§ **What the task asks**
Set out every line of the listing below as a numbered list, omitting any blank lines.

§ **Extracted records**

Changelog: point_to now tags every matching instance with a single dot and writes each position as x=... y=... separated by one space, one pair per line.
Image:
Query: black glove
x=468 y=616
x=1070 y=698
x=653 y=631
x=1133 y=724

§ **Full response**
1. Changelog: point_to now tags every matching instance with a single dot and writes each position as x=... y=... separated by one space, one pair per line.
2. Image:
3. Query: black glove
4. x=468 y=616
5. x=1070 y=698
6. x=653 y=631
7. x=1133 y=724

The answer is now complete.